En 1920, Jean Paulhan (1884-1968)14 voit dans le haïku, poème de la discontinuité, une manière de réinventer la poésie. Le numéro de septembre de la Nouvelle Revue Française (NRF), consacré au « haïkaï », regroupe Paul-Louis Couchoud15, Julien Vocance, Georges Sabiron, Pierre Albert-Birot (1876-1967)16, Jean Richard Bloch (1844-1947)17, Jean Breton (1870-1940), Paul Eluard (1895-1952)18, Maurice Gobin, Henri Lefebvre (1901-1991), Albert Poncin (1877-1954), René Maublanc et Jean Paulhan.

Le haïku inspire encore Jules Renard (1864-1910), André Suarès (1868-1948)19, Paul Claudel (1868-1925), Apollinaire (1880-1918), Rainer-Maria Rilke (1875–1926), Max Jacob (1876-1944), René Druard (1888-1961)20, Jean-Paul Vaillant (1887-1970), André Cuisenier (1886-1974), Henri Druard (1902-1979)21.

 

Norio Nagayama : haïku de Bashô.

Bloch fait état dans la revue Europe en juillet 1924, de la vogue spectaculaire dont a joui le genre poétique depuis la guerre…22.
__________
> **Tâche demandée**
Recopiez intégralement le passage sur le haïku en France, à l'identique et sans la moindre modification.

> **Données fournies**
__________
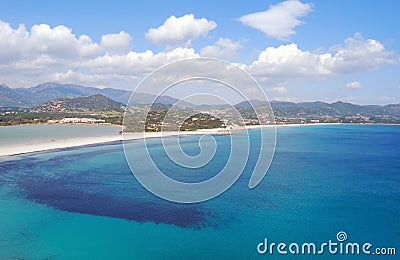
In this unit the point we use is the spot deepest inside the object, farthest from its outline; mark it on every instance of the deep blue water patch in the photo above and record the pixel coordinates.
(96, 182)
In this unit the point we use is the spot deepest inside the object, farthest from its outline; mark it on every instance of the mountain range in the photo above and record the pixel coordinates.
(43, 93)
__________
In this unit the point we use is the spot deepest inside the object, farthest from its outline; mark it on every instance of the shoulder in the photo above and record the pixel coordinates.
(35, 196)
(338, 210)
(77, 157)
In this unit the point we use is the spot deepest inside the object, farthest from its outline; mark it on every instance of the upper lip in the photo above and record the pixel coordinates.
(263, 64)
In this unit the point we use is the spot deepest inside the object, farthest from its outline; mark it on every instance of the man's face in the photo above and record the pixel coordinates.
__________
> **Résultat de l'exercice**
En 1920, Jean Paulhan (1884-1968)14 voit dans le haïku, poème de la discontinuité, une manière de réinventer la poésie. Le numéro de septembre de la Nouvelle Revue Française (NRF), consacré au « haïkaï », regroupe Paul-Louis Couchoud15, Julien Vocance, Georges Sabiron, Pierre Albert-Birot (1876-1967)16, Jean Richard Bloch (1844-1947)17, Jean Breton (1870-1940), Paul Eluard (1895-1952)18, Maurice Gobin, Henri Lefebvre (1901-1991), Albert Poncin (1877-1954), René Maublanc et Jean Paulhan.

Le haïku inspire encore Jules Renard (1864-1910), André Suarès (1868-1948)19, Paul Claudel (1868-1925), Apollinaire (1880-1918), Rainer-Maria Rilke (1875–1926), Max Jacob (1876-1944), René Druard (1888-1961)20, Jean-Paul Vaillant (1887-1970), André Cuisenier (1886-1974), Henri Druard (1902-1979)21.

 

Norio Nagayama : haïku de Bashô.

Bloch fait état dans la revue Europe en juillet 1924, de la vogue spectaculaire dont a joui le genre poétique depuis la guerre…22.